Task directions: Could you return the entire listing below exactly as written?

Input data:
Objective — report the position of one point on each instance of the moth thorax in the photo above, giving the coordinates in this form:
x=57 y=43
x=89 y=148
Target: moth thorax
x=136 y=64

Exercise response:
Objective — report the position of one point on each instance of the moth thorax in the photo above, giving the coordinates in this form:
x=57 y=43
x=89 y=148
Target: moth thorax
x=136 y=64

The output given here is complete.